Benchmarking Neural Prophet. Part I — Neural Prophet vs Facebook Prophet.
In 2020–2021 have written many LinkedIn posts explaining 𝘁𝗵𝗮𝘁 𝗳𝗮𝗰𝗲𝗯𝗼𝗼𝗸 𝗽𝗿𝗼𝗽𝗵𝗲𝘁 𝗶𝘀 𝗮 𝗻𝗼𝗻-𝗽𝗲𝗿𝗳𝗼𝗿𝗺𝗶𝗻𝗴 𝗳𝗼𝗿𝗲𝗰𝗮𝘀𝘁𝗶𝗻𝗴 𝗮𝗹𝗴𝗼𝗿𝗶𝘁𝗵𝗺 𝘁𝗵𝗮𝘁 𝗻𝗼𝘁 𝗼𝗻𝗹𝘆 𝗱𝗼𝗲𝘀 𝗻𝗼𝘁 𝘄𝗼𝗿𝗸 𝗮𝗰𝗿𝗼𝘀𝘀 𝗮𝗻𝘆 𝗿𝗲𝗮𝘀𝗼𝗻𝗮𝗯𝗹𝗲 𝘀𝗲𝘁 𝗼𝗳 𝘁𝗶𝗺𝗲𝘀𝗲𝗿𝗶𝗲𝘀 𝗱𝗮𝘁𝗮𝘀𝗲𝘁𝘀, but also 🆄🅽🅳🅴🆁🅿🅴🆁🅵🅾🆁🅼🆂 🅼🅾🆂🆃 🅾🅵 🅾🆃🅷🅴🆁 🅵🅾🆁🅴🅲🅰🆂🆃🅸🅽🅶 🅰🅻🅶🅾🆁🅸🆃🅷🅼🆂.
2022 update: Meta has discontinued all claims made by the original Facebook Prophet development team, including grotesque claims such as 'anyone can achieve forecasting performance on par with human experts by using Facebook Prophet.'
As I have mentioned in my interview with Analytics India magazine (see Facebook Prophet falls out of favour), Facebook Prophet's credibility and popularity have taken a severe hit. I have previously pointed out that recent papers on time series have not used Facebook Prophet as baselines as it does not perform well across any general forecasting task.

Dataset extract:
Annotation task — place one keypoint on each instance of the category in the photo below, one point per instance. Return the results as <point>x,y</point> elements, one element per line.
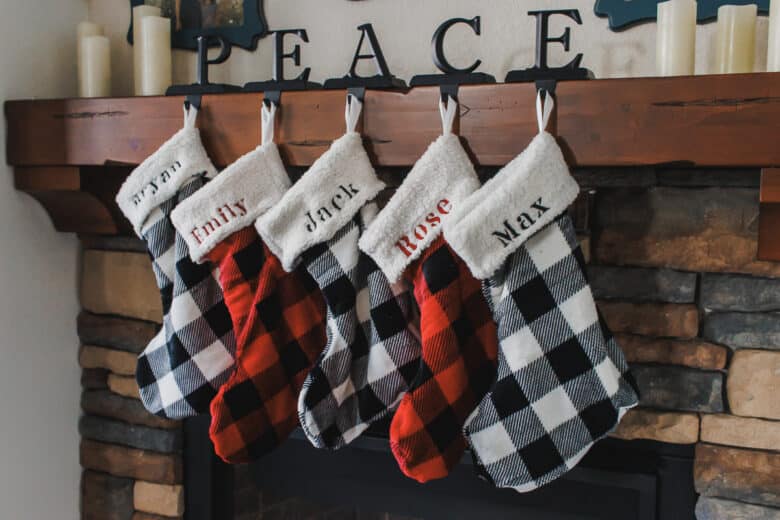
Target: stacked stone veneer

Task A:
Do the following statements agree with the text on Neural Prophet and Facebook Prophet? For each, answer yes or no and quote the deciding words of the text.
(i) Meta has kept the claims made by the original Facebook Prophet development team.
(ii) The author's interview was with Analytics India magazine.
(iii) Recent papers on time series have used Facebook Prophet as a baseline.
Task B:
Translate this sentence from the text on Neural Prophet and Facebook Prophet into Spanish: "I have previously pointed out that recent papers on time series have not used Facebook Prophet as baselines as it does not perform well across any general forecasting task."
Task C:
Extend the text on benchmarking Neural Prophet against Facebook Prophet, picking up after its final sentence.

Response A:
(i) No: "Meta has discontinued all claims made by the original Facebook Prophet development team."
(ii) Yes: "As I have mentioned in my interview with Analytics India magazine."
(iii) No: "recent papers on time series have not used Facebook Prophet as baselines."

Response B:
Ya he señalado anteriormente que los artículos recientes sobre series temporales no han utilizado Facebook Prophet como modelo de referencia, ya que no obtiene buenos resultados en ninguna tarea general de pronóstico.

Response C:
More importantly, as explained in several posts, such issues can not be rectified as facebook prophet contains pathological flaws inherent in the Facebook prophet's design itself.
With the recent launch of 'NeuralProphet' trumpeted by the new dev team with great fanfare, "We introduce NeuralProphet, 𝙖 𝙨𝙪𝙘𝙘𝙚𝙨𝙨𝙤𝙧 𝙩𝙤 𝙁𝙖𝙘𝙚𝙗𝙤𝙤𝙠 𝙋𝙧𝙤𝙥𝙝𝙚𝙩, 𝙬𝙝𝙞𝙘𝙝 𝙨𝙚𝙩 𝙖𝙣 𝙞𝙣𝙙𝙪𝙨𝙩𝙧𝙮 𝙨𝙩𝙖𝙣𝙙𝙖𝙧𝙙 𝙛𝙤𝙧 𝙚𝙭𝙥𝙡𝙖𝙞𝙣𝙖𝙗𝙡𝙚, 𝙨𝙘𝙖𝙡𝙖𝙗𝙡𝙚, 𝙖𝙣𝙙 𝙪𝙨𝙚𝙧-𝙛𝙧𝙞𝙚𝙣𝙙𝙡𝙮 𝙛𝙤𝙧𝙚𝙘𝙖𝙨𝙩𝙞𝙣𝙜 𝙛𝙧𝙖𝙢𝙚𝙬𝙤𝙧𝙠𝙨".
I did not realise that Facebook prophet set any standards other than generally terrible forecasting performance, but let's not spoil the show.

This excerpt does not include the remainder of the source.